* _Text_
## Start

# FIOS in NY announces new push for 500k installs while Xfinity adds data charges



## 1948GG (Aug 4, 2007)

Just read on Ars that Verizon FIOS is finally going to move toward building out their plant in New York city, probably not to the extent they originally agreed to years ago but some 500k addresses (by 2023) while Comcast Xfinity has announced data caps over the northeast that until now have been only applied in the rest of the country. 

Interestingly, I used to live within a FIOS plant out west that was built by Verizon but later has been sold off through at least three owners over the last 15 years, where both Verizon and subsequent operators refused to string fiber down my culdesac leaving us with either dsl or eventually Comcast when they bought out the local independent cableco and upgraded it to docsis3.0.

## End

Image outline annotation entries:
## Start

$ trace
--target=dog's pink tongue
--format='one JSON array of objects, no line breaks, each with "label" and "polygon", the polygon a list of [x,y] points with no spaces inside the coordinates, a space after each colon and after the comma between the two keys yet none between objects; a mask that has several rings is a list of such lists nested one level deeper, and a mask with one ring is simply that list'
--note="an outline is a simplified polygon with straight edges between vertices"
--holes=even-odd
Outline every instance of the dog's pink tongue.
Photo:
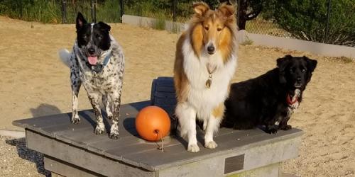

## End

* _Tasks and exercises_
(a) Duplicate the part of the forum post starting with "## 1948GG (Aug" and going on through "it to docsis3.0.".
(b) According to the forum post, why did the poster's street have only DSL or, later, Comcast, even though it lay within a FIOS plant?

* _Exercise responses_
(a)
## 1948GG (Aug 4, 2007)

Just read on Ars that Verizon FIOS is finally going to move toward building out their plant in New York city, probably not to the extent they originally agreed to years ago but some 500k addresses (by 2023) while Comcast Xfinity has announced data caps over the northeast that until now have been only applied in the rest of the country. 

Interestingly, I used to live within a FIOS plant out west that was built by Verizon but later has been sold off through at least three owners over the last 15 years, where both Verizon and subsequent operators refused to string fiber down my culdesac leaving us with either dsl or eventually Comcast when they bought out the local independent cableco and upgraded it to docsis3.0.

(b) Verizon and each later operator of the plant refused to run fiber down the poster's cul-de-sac, so FIOS never reached that street. Comcast became an option only after it bought out the local independent cable company and upgraded its network to DOCSIS 3.0.